**Task details**
Pick out each line below that contains the string "roof" and copy it. Case counts.

## BEGIN

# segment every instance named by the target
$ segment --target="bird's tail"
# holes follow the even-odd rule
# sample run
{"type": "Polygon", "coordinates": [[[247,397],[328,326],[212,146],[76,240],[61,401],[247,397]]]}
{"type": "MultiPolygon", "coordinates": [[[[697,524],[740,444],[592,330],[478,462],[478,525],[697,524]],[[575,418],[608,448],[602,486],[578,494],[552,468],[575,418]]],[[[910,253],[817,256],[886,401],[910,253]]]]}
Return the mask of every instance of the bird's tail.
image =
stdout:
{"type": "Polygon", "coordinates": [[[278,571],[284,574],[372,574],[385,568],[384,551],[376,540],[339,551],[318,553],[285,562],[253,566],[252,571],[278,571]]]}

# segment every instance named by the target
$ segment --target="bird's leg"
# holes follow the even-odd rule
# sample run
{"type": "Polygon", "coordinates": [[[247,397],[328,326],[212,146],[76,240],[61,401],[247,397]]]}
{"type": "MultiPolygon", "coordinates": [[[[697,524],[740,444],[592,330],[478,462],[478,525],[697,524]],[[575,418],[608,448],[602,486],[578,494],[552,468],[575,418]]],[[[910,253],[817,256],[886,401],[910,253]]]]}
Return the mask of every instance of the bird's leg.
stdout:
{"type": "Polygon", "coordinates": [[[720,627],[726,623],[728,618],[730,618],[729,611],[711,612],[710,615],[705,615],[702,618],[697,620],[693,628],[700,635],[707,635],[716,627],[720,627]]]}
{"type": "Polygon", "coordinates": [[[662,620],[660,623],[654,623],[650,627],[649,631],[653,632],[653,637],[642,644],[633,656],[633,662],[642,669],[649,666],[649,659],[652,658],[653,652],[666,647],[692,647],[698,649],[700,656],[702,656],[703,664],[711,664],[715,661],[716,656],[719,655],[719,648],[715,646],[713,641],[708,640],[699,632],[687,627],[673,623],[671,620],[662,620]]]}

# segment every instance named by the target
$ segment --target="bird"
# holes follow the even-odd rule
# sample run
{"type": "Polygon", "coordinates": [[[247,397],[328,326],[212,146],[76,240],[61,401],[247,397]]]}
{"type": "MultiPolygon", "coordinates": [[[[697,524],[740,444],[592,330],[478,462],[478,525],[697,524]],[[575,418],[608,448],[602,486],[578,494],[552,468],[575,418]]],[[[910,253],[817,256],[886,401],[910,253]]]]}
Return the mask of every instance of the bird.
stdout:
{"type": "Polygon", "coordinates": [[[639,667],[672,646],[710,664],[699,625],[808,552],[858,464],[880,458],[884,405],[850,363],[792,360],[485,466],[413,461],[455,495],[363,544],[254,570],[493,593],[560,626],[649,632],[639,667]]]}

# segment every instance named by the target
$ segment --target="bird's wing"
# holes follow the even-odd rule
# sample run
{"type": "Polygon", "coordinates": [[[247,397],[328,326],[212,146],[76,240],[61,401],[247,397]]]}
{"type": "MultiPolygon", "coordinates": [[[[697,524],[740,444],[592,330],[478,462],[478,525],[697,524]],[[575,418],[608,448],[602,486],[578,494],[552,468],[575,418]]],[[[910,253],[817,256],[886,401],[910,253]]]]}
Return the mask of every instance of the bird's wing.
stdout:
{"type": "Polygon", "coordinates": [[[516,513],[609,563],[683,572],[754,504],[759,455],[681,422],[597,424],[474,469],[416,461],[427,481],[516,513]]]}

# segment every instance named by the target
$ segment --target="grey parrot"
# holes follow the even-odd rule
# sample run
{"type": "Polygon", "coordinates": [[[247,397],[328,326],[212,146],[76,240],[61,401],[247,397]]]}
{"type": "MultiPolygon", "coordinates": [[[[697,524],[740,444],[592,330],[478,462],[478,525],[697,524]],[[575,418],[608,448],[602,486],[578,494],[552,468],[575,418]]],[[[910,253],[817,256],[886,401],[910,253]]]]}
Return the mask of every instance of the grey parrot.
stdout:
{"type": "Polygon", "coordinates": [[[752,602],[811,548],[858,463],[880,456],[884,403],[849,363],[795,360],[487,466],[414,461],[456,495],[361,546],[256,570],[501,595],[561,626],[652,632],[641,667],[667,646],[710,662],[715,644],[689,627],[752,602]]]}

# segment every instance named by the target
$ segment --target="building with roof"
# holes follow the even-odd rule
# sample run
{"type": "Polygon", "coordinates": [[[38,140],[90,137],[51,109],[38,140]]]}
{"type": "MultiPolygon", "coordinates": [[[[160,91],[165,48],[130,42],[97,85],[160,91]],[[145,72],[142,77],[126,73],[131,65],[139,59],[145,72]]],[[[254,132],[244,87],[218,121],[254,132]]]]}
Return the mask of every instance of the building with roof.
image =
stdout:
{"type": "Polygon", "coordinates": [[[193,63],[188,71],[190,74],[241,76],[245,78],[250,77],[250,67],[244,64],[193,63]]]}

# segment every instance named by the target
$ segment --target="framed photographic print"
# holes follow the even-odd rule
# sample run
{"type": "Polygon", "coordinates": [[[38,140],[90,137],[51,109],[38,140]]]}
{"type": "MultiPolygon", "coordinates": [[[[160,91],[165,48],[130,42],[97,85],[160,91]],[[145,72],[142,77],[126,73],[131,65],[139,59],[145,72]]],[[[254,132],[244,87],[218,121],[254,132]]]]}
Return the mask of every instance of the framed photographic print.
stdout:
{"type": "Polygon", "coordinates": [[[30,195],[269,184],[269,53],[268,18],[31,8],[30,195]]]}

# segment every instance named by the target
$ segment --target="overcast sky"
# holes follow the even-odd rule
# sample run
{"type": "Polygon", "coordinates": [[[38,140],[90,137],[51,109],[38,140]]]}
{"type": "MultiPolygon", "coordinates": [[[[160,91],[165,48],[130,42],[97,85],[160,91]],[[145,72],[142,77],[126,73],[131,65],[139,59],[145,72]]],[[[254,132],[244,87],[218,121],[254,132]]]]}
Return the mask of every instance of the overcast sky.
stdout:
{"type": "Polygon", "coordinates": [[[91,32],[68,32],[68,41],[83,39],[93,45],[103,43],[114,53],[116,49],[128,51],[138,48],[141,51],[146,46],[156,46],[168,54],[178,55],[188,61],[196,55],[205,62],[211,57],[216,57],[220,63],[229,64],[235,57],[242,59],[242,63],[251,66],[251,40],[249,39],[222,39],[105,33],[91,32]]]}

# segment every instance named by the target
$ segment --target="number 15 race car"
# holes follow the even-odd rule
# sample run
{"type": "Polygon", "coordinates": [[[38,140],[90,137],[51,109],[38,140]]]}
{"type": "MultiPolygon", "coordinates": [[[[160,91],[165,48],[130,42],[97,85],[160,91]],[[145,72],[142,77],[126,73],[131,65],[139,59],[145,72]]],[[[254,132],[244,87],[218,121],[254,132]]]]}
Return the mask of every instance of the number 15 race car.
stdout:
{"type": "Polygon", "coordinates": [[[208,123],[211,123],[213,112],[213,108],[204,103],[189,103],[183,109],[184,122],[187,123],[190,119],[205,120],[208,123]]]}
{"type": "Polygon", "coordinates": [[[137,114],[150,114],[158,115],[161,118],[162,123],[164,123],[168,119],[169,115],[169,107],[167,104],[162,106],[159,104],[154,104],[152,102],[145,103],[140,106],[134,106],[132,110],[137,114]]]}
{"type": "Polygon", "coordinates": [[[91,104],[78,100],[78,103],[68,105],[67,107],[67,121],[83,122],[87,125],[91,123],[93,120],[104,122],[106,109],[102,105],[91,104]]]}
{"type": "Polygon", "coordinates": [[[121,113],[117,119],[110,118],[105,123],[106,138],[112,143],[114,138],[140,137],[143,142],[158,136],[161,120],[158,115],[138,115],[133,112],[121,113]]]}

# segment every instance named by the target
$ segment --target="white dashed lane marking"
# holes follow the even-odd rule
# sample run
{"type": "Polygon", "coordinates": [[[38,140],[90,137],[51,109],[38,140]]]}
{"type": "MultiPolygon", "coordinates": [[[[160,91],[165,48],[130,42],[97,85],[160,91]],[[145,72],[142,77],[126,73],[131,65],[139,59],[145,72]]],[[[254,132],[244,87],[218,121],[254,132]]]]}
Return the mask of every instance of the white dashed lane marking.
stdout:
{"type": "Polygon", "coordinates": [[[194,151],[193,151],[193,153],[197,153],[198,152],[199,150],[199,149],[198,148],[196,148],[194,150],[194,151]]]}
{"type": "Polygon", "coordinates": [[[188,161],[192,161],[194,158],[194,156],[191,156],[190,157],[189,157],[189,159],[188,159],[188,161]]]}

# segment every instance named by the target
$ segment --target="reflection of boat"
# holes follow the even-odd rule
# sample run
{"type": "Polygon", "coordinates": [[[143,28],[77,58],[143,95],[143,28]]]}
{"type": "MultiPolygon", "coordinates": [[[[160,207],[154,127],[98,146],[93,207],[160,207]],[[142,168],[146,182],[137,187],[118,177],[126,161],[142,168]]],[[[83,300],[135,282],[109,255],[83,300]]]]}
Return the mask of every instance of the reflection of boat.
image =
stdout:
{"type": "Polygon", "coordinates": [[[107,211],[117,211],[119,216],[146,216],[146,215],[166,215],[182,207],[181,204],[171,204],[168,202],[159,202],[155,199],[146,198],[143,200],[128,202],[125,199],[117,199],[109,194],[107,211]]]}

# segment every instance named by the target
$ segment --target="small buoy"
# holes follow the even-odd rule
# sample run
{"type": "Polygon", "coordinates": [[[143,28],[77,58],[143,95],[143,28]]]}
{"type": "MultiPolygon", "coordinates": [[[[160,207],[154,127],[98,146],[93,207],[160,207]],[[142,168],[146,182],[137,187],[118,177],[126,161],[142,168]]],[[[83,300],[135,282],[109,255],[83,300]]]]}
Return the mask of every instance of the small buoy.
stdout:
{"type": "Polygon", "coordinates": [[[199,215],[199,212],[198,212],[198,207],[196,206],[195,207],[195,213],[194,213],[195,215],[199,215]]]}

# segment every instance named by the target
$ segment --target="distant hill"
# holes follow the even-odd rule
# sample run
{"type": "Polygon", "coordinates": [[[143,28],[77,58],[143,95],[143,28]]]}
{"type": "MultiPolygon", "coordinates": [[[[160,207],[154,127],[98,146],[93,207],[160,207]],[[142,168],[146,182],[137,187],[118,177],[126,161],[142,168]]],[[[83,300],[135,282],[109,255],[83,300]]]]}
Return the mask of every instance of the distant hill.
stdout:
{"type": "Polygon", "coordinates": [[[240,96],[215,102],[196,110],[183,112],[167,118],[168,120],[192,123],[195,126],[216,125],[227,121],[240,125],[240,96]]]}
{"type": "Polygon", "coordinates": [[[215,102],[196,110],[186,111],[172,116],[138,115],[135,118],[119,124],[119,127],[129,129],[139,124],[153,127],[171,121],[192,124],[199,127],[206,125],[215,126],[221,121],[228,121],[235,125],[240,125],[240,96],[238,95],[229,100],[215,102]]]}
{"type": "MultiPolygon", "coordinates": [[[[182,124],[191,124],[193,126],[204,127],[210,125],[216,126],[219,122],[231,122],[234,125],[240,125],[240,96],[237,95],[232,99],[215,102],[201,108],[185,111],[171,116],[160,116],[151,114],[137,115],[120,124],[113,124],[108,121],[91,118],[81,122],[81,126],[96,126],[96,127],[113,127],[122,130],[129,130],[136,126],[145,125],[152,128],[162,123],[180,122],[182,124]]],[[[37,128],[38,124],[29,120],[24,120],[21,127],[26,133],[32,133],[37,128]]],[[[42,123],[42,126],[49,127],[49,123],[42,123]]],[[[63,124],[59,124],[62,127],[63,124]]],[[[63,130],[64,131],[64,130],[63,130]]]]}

## END

**Response below**
$ segment --target="building with roof"
Return the mask of every instance of the building with roof.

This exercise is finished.